TASK PROMPT: Below are some records. Repeat exactly the lines from the one containing "Pin every instance of the crosswalk" through the final line.

RECORDED DATA:
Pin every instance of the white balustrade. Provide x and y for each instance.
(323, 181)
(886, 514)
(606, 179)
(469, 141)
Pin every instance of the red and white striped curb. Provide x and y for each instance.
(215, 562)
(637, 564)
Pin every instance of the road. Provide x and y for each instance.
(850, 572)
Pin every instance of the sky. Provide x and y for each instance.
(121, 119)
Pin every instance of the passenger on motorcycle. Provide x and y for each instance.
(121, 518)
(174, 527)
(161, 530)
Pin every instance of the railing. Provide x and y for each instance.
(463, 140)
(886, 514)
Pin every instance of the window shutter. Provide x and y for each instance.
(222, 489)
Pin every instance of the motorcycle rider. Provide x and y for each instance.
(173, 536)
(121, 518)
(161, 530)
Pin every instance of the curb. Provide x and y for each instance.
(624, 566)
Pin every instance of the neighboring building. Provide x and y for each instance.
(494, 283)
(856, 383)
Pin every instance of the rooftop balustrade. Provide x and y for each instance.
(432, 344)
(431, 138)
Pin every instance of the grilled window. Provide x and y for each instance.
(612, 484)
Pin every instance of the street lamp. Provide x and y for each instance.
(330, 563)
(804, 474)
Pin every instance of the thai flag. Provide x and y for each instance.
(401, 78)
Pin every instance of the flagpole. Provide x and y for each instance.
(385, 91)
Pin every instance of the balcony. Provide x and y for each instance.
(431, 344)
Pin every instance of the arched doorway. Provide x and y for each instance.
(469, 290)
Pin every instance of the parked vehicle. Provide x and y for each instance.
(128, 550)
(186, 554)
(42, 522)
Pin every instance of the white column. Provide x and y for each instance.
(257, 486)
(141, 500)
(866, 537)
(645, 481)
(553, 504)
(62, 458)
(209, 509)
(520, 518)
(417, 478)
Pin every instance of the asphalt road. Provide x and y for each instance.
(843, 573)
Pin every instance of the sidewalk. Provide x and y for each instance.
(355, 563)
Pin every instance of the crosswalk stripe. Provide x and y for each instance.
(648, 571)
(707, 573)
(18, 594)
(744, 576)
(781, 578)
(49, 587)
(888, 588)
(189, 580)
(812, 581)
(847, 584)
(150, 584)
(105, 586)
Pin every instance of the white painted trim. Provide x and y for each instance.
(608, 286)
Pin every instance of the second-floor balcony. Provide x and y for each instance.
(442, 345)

RESULT OF THIS TASK:
Pin every instance of the crosswalk stripe. Provide x and y for each instance.
(648, 571)
(707, 573)
(18, 594)
(744, 576)
(781, 578)
(49, 587)
(888, 588)
(189, 580)
(812, 581)
(847, 584)
(150, 584)
(105, 586)
Pin every instance of the white painted trim. Provide x and y for each instance.
(608, 286)
Pin every instance of the second-floor balcony. Provide x and y for each instance.
(442, 345)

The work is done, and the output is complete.